— Start Dataset excerpts —

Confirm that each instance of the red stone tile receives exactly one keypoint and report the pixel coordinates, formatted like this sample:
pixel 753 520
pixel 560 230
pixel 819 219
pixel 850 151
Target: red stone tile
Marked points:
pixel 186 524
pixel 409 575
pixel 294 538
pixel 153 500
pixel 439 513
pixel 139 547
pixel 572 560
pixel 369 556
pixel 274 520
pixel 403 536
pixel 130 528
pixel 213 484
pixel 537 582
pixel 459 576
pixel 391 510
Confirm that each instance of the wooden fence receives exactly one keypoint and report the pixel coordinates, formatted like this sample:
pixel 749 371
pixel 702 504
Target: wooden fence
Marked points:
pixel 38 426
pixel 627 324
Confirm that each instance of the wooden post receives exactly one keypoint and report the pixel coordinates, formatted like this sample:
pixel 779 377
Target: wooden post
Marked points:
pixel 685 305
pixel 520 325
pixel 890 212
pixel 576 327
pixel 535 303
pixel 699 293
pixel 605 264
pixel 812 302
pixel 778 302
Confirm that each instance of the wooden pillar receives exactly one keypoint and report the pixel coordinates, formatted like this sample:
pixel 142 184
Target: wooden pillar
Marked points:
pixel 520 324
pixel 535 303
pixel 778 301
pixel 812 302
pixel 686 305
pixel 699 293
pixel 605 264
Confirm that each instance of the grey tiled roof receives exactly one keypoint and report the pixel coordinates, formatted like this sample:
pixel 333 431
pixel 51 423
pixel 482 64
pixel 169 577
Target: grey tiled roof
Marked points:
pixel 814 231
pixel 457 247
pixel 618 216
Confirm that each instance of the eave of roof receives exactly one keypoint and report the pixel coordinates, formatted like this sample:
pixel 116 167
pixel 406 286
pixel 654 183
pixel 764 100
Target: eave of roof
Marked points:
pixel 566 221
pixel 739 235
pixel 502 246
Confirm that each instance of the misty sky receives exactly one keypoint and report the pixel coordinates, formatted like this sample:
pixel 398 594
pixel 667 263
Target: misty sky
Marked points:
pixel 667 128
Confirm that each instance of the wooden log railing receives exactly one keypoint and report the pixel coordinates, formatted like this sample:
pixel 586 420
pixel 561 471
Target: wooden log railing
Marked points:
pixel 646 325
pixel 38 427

— End Dataset excerpts —

What the task requires. Can you return everything from the start of the records down to the line containing "pixel 139 547", both ends included, reproduced line for line with no changes?

Exercise answer.
Confirm that each instance of the red stone tile receives exactly one keypoint and report the pixel coordinates, formatted like this sample:
pixel 753 520
pixel 560 230
pixel 819 219
pixel 850 151
Target: red stone tile
Marked points:
pixel 186 524
pixel 409 575
pixel 294 538
pixel 153 500
pixel 439 513
pixel 139 547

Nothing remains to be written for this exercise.